WORK INSTRUCTIONS — Locate each line in the records that contains the word "pink" and copy those lines out in full.
** start **
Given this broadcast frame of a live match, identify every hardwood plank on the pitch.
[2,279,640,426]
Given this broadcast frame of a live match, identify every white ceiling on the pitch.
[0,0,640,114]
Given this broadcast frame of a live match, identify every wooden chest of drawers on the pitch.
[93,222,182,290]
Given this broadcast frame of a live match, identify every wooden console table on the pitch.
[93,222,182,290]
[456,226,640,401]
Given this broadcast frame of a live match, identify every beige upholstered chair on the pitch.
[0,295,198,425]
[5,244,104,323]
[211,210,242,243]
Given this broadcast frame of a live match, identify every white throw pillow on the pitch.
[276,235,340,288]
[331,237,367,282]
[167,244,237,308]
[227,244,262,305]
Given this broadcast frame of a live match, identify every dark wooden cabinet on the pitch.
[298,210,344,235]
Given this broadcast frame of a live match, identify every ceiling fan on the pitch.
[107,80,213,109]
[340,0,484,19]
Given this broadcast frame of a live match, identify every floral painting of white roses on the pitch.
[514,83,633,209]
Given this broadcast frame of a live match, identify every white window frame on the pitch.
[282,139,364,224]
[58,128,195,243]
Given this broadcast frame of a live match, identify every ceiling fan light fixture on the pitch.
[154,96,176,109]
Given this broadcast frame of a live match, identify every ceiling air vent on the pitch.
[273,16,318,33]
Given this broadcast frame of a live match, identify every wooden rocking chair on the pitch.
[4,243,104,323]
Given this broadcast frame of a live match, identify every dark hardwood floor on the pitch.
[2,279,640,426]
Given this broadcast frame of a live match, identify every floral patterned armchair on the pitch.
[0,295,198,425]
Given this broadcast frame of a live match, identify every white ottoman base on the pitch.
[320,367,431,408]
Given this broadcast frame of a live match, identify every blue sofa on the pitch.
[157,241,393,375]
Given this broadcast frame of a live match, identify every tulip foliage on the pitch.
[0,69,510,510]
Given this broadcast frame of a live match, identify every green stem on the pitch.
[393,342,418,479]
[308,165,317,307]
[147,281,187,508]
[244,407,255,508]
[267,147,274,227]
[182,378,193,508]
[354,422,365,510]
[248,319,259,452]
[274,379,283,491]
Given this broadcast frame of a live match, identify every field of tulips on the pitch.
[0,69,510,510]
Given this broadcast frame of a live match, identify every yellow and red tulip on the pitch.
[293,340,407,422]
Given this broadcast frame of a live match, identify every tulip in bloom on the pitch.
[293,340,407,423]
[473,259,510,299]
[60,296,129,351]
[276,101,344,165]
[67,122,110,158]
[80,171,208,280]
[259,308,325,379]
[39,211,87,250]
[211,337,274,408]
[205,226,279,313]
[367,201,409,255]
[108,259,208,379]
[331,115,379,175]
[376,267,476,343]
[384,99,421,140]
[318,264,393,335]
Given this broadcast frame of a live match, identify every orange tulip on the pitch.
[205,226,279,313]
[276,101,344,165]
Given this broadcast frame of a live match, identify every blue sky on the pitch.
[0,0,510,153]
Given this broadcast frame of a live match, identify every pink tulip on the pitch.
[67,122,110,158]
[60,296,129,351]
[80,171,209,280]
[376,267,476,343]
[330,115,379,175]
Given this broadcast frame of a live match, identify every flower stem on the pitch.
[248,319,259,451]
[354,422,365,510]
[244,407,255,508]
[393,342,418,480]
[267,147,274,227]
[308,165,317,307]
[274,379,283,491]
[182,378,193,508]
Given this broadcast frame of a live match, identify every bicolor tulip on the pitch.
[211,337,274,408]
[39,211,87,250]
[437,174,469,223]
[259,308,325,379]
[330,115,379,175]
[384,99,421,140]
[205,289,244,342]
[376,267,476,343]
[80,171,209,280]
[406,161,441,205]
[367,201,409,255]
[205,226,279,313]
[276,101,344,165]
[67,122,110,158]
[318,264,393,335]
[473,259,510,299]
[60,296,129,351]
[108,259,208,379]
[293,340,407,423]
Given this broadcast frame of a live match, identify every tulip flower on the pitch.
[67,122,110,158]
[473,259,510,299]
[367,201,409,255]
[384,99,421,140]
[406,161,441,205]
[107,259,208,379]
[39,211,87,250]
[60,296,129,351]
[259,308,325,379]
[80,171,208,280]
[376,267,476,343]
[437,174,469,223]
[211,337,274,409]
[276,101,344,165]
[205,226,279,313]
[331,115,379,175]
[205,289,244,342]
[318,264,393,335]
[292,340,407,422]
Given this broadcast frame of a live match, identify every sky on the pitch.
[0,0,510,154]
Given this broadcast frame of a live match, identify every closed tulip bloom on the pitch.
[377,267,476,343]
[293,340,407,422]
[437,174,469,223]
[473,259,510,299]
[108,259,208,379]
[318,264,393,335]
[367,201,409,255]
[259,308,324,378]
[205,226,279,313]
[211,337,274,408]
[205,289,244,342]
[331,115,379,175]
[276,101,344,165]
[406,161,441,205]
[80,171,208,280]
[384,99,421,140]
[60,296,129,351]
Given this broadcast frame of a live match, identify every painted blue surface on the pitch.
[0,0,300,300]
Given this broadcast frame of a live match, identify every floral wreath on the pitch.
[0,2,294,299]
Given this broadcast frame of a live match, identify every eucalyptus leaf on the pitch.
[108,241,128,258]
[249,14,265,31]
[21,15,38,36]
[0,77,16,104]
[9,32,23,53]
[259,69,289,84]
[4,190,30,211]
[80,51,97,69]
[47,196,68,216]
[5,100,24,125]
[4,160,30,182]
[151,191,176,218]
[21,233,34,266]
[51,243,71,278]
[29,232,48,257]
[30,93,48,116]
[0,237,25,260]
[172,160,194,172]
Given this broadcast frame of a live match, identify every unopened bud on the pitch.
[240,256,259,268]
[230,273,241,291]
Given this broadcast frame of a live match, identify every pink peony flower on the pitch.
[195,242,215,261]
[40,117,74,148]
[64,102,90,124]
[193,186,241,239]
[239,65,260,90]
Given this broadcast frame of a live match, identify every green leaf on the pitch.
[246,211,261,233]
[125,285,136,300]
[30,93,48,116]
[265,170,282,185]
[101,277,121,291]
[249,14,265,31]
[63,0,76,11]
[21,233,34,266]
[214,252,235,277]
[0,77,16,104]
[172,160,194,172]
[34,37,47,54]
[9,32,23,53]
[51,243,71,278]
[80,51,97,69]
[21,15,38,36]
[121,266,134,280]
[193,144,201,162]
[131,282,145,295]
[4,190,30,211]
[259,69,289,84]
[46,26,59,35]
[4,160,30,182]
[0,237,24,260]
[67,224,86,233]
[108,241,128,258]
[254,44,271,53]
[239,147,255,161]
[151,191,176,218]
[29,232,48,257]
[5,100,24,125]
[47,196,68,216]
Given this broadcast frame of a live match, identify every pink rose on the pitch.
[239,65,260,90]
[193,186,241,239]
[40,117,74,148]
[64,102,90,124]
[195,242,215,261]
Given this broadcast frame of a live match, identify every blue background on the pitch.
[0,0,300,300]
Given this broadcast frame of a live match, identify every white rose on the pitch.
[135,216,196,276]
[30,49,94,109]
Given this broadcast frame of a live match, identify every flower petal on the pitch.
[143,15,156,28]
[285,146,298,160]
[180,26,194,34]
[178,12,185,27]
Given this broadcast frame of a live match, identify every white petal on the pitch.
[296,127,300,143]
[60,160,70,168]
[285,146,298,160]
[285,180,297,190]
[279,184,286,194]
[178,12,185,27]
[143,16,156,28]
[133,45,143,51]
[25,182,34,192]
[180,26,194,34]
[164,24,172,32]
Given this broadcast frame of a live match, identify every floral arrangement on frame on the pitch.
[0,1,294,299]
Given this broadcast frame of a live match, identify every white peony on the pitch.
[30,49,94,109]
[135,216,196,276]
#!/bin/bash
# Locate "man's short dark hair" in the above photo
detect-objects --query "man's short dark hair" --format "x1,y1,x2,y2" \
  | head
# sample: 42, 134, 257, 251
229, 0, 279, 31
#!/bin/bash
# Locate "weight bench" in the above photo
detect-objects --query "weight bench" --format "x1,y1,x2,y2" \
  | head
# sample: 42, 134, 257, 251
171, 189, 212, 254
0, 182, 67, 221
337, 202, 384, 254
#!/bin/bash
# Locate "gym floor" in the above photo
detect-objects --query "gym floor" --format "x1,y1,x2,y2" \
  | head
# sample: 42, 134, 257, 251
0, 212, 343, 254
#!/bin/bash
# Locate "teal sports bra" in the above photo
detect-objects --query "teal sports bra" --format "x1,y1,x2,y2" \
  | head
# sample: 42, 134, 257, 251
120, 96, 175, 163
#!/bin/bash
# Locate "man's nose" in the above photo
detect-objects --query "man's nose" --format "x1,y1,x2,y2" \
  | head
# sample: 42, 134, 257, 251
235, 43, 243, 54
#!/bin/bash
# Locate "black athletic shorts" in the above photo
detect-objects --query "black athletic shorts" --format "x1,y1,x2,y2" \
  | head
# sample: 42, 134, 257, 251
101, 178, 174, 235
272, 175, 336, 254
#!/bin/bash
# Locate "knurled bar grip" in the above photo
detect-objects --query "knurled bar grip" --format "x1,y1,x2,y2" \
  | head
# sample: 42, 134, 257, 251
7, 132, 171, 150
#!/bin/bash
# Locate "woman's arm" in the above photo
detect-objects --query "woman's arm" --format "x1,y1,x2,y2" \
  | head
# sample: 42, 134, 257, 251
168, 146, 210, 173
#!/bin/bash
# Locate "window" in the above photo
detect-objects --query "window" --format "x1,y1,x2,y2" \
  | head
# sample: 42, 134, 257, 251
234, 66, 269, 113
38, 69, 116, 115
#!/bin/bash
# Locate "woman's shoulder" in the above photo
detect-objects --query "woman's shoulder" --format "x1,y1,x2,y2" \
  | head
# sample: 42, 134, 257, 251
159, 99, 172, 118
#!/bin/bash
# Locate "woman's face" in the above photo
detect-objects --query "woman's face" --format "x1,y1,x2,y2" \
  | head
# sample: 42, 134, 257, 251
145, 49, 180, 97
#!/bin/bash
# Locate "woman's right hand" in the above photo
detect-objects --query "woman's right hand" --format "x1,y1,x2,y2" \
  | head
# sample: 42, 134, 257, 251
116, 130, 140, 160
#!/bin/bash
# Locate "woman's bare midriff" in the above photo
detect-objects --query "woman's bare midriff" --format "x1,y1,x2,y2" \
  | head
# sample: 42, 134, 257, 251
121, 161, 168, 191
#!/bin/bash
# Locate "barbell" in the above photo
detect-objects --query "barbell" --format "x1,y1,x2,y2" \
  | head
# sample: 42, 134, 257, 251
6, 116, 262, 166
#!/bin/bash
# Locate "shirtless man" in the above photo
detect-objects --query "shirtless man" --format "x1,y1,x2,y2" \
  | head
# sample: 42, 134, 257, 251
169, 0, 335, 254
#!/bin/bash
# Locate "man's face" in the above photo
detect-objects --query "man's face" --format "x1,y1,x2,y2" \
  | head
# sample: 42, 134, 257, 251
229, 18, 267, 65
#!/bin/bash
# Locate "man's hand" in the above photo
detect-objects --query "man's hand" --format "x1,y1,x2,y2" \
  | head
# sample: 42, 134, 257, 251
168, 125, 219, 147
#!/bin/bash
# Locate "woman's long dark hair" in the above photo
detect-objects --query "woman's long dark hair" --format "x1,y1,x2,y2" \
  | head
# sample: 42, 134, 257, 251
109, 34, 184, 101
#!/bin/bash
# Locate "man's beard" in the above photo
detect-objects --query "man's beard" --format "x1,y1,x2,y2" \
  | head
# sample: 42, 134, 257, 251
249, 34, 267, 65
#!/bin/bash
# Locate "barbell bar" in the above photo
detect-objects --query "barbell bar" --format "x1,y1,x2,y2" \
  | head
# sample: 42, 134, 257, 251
** end **
CORRECT RESPONSE —
Given this broadcast frame of a live match, identify every pink tulip on the pitch.
Given this broadcast frame of a live match, identify every pink peony flower on the pitch.
Given this broadcast frame of a live match, identify every pink rose on the pitch.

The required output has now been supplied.